TO DO = Rescale the following records by writing out every line from the one that has "Isolate the smiling" through the one that has "215,2,288,194", requests included, and give nothing else. Multiply each bounding box coordinate in the answers by 0.7 and round to whole numbers, halves up, leaving the requests and their sample values unchanged.

DATA FOR THIS TASK =
[BEGIN]

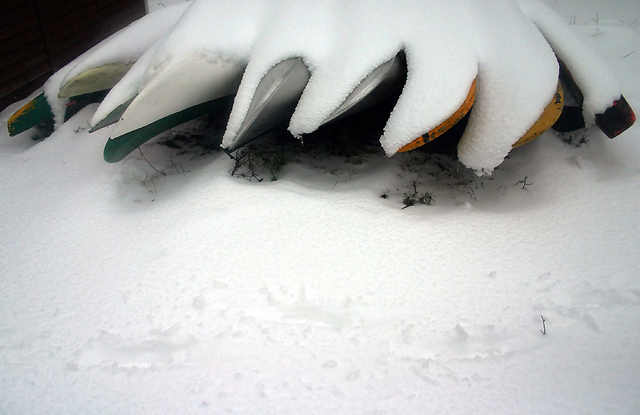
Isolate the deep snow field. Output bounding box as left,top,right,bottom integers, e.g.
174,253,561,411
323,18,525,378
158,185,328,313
0,0,640,415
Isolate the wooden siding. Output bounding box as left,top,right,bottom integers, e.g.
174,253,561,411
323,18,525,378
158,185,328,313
0,0,145,110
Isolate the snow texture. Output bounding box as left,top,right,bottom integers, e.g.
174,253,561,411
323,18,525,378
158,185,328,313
0,0,640,415
77,0,620,174
43,3,189,127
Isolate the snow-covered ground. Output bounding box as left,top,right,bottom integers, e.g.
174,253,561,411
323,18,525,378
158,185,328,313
0,0,640,414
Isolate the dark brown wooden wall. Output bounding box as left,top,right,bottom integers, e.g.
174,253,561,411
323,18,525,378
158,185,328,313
0,0,146,110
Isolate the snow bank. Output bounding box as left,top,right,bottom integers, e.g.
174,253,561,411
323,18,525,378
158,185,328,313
0,0,640,415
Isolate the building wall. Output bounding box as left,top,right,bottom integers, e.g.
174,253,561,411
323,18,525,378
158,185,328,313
0,0,146,110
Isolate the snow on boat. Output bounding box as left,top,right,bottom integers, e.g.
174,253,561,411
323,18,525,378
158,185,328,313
2,0,635,174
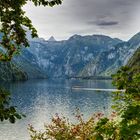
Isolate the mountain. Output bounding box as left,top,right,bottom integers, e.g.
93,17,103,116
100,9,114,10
79,33,140,77
127,48,140,74
48,36,56,41
0,33,140,78
14,35,121,78
0,62,28,81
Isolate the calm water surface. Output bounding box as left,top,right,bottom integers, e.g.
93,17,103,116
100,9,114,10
0,80,113,140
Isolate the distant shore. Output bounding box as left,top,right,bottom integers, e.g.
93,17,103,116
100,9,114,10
68,76,112,80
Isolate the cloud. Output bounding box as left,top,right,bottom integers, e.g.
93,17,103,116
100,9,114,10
25,0,140,39
88,20,119,26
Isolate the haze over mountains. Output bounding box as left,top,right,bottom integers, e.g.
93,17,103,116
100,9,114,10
0,33,140,78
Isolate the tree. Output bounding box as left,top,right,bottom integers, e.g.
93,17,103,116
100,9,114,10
0,0,62,123
0,0,62,61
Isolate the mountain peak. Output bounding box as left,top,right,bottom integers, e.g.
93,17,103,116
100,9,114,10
48,36,56,42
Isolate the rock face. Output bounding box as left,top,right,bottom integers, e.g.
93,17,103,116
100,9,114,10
14,35,122,78
0,33,140,78
79,33,140,77
127,48,140,74
0,62,28,81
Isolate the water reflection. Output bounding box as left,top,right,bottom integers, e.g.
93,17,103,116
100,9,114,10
0,80,112,140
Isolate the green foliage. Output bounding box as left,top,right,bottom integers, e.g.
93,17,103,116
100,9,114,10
0,88,24,123
29,111,117,140
0,0,62,61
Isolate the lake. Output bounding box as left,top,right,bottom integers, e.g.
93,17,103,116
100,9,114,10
0,79,113,140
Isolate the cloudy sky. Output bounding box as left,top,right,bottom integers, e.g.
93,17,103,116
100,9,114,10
24,0,140,40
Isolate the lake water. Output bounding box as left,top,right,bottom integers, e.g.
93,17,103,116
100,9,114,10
0,79,113,140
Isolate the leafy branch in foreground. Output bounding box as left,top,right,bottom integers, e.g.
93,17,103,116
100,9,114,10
0,0,62,61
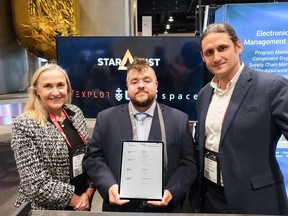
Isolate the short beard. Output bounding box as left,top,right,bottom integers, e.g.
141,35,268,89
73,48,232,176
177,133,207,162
130,97,154,108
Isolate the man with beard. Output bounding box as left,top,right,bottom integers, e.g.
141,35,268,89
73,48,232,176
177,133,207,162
84,58,197,212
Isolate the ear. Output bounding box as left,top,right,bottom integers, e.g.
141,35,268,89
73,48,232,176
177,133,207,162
200,50,206,63
235,40,243,54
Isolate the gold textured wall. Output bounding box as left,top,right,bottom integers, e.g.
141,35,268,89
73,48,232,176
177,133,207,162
11,0,80,61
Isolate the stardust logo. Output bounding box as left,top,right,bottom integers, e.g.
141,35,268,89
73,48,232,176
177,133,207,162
97,49,160,71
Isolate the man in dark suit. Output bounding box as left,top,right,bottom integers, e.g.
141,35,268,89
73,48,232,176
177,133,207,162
197,23,288,215
84,58,197,212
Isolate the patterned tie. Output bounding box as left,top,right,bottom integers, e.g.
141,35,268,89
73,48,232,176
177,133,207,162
135,113,147,140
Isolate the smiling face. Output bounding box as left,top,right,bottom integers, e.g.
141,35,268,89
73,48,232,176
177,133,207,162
127,67,158,112
201,33,242,80
36,69,68,114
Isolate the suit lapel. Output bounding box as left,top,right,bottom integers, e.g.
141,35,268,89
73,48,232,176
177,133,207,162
118,104,133,140
148,105,165,140
197,86,213,167
220,66,252,145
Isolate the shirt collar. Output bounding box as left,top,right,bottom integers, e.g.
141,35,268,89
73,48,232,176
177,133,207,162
210,62,244,93
130,100,156,117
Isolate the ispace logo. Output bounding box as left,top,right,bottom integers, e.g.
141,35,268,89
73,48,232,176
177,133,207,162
97,49,160,71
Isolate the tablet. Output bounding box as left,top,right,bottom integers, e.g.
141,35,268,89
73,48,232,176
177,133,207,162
119,140,164,200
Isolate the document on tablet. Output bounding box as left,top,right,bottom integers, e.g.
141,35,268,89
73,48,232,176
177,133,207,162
119,140,163,200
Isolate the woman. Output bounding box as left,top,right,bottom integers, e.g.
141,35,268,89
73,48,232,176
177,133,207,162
11,64,94,211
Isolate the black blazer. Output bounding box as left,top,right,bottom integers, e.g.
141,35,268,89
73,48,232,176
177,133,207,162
84,104,197,211
197,66,288,215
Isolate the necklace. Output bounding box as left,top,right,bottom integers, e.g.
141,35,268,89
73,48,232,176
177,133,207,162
58,119,65,128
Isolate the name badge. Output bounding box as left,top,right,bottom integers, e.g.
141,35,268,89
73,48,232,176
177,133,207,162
204,149,224,186
70,146,86,179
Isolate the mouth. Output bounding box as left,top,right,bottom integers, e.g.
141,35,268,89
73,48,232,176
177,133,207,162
50,97,62,103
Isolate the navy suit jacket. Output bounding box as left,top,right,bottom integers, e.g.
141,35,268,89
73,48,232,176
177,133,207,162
84,104,198,211
197,66,288,215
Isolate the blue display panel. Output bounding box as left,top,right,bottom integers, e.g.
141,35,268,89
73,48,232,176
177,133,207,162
215,3,288,194
56,37,204,121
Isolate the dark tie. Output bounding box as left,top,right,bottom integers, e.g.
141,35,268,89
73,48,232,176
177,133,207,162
135,113,147,140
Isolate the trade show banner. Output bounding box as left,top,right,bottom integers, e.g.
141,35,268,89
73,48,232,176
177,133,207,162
215,3,288,78
56,36,206,121
215,2,288,194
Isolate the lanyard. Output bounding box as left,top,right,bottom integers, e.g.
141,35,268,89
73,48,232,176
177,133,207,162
49,109,86,148
128,102,168,171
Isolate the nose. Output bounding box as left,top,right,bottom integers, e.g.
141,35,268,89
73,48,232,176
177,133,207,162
138,80,144,88
51,87,60,95
214,51,221,62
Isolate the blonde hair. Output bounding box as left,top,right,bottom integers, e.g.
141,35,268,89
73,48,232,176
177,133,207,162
24,64,72,127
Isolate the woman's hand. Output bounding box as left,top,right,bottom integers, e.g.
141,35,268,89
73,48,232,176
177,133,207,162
74,192,90,211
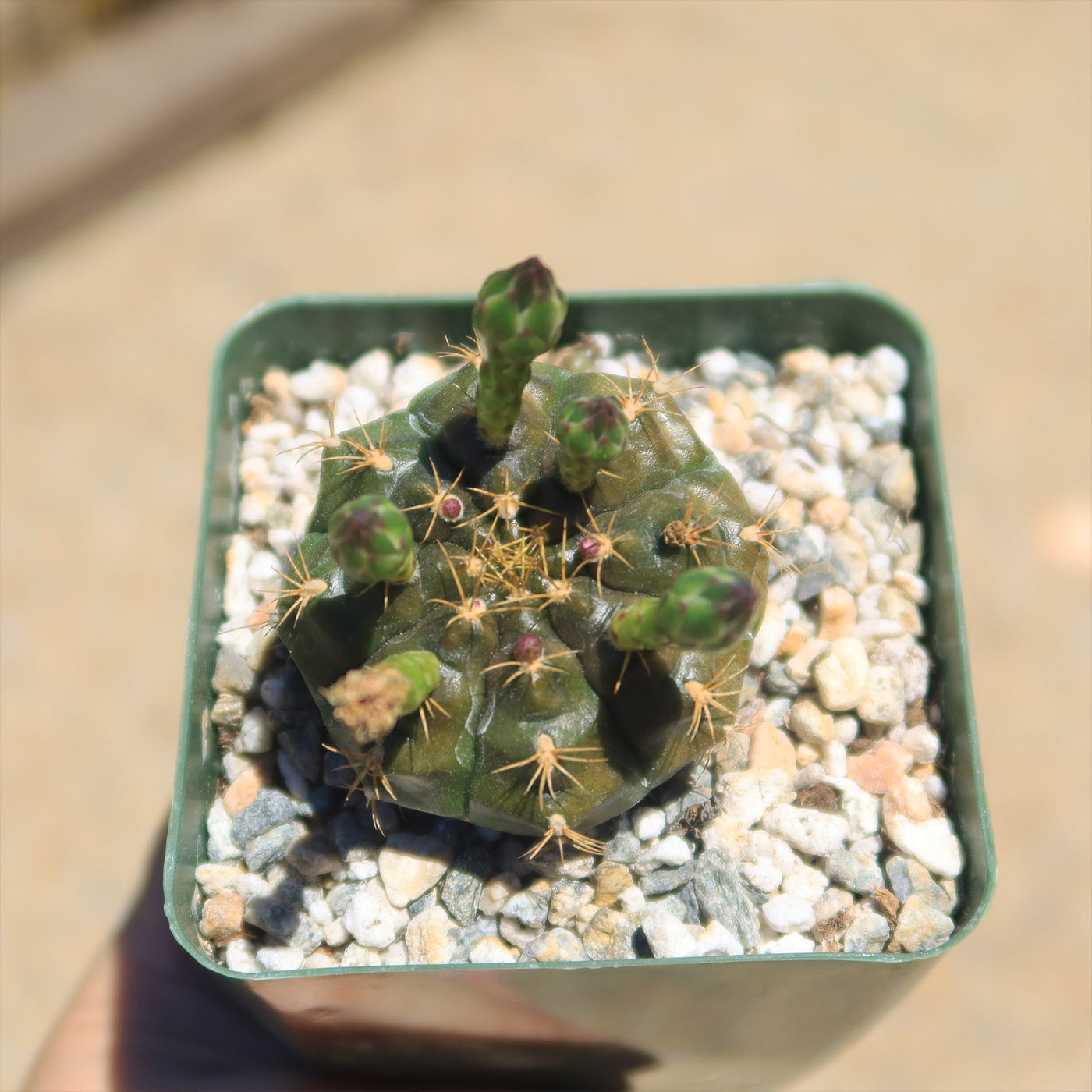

[END]

WRITTEN RESPONSE =
Isolate the smiling face. Output bounding box as left,top,right,bottom integers, e.g.
141,35,268,89
73,48,232,176
177,133,207,162
89,47,111,78
141,23,169,56
25,48,48,80
Isolate the suit lapel. Output bounding box as left,top,right,bottom integers, e.g.
141,35,268,89
73,48,232,176
177,133,207,162
83,73,93,98
104,74,116,98
138,60,149,117
154,46,176,102
Isolate the shirt collar. Output bounding box as left,top,right,bottom integers, e.g.
141,35,268,89
73,48,232,176
177,133,207,162
147,43,171,65
91,70,109,82
Isolate the ispace logo. Output bounding box as left,top,right,bottom integers, e.g.
141,35,268,89
73,48,232,176
177,133,207,162
68,34,112,50
Isolate the tablet. Output bounding box as left,top,right,bottom integers, e.g.
141,35,268,89
73,48,232,176
177,133,207,162
83,98,115,140
Isolate the document on tablet. Output bounding box as left,top,right,bottom integers, e.g.
141,35,268,89
73,48,232,176
177,133,207,162
83,98,114,140
Isolate the woman. Output bounding box as left,top,right,bottom integers, e.g.
141,35,268,89
73,48,232,176
177,133,207,162
8,45,66,148
Isolate the black blazer. Output bounding box as left,top,right,bottom integers, e.g.
141,35,268,89
73,48,232,176
177,133,207,162
59,73,138,148
138,46,202,151
Isolate the necklace. Output bounding box as left,top,right,bottom integers, e.g.
141,35,268,89
73,48,232,176
177,133,207,162
41,83,46,90
Isolate the name badge. Output bounding box as left,top,right,bottom integers, e.g.
141,35,268,89
73,48,232,176
177,133,207,162
143,104,157,130
49,102,60,125
Isolate the mouth. Output bounding box as left,top,right,bottom integers, e.g.
141,35,268,89
73,48,232,176
177,133,207,162
35,68,43,72
Isolate the navy suit jacket. Output bounding box as left,top,right,bottom integers, e.g.
141,35,268,89
73,48,232,176
177,133,207,162
59,73,139,148
138,46,202,151
Isolate the blue display panel. Output bounding box as left,top,right,bottom integers, e.g.
141,35,268,89
73,48,232,176
177,133,207,162
151,2,202,136
39,26,143,85
Isolate the dark tie. Output bounding box as left,top,right,bottom integers, e.g.
141,35,268,89
73,48,232,176
177,133,207,162
95,79,103,98
Isolate the trade show banner. Output bounding box as left,top,right,bottom integers, e.g.
141,35,268,89
73,48,232,176
177,133,207,162
151,2,202,55
39,25,144,85
151,1,202,136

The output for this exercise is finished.